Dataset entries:
□ □ □

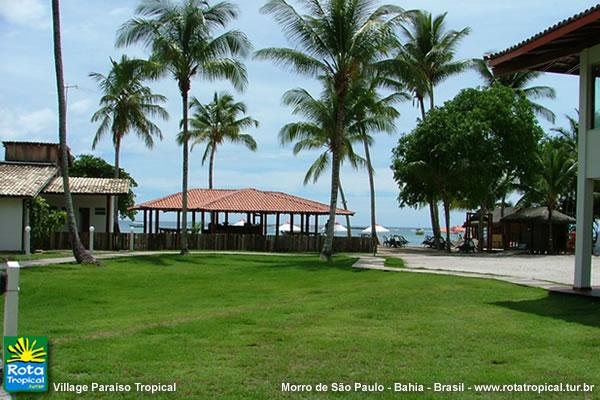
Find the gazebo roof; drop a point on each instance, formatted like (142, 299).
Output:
(555, 49)
(539, 215)
(240, 201)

□ □ □

◆ **What you will do**
Can you repeat every record above exactly, apart from the pictures?

◆ **Answer below**
Find the gazebo roof; drop a point on each instance, formatted like (142, 299).
Output:
(555, 49)
(539, 215)
(240, 201)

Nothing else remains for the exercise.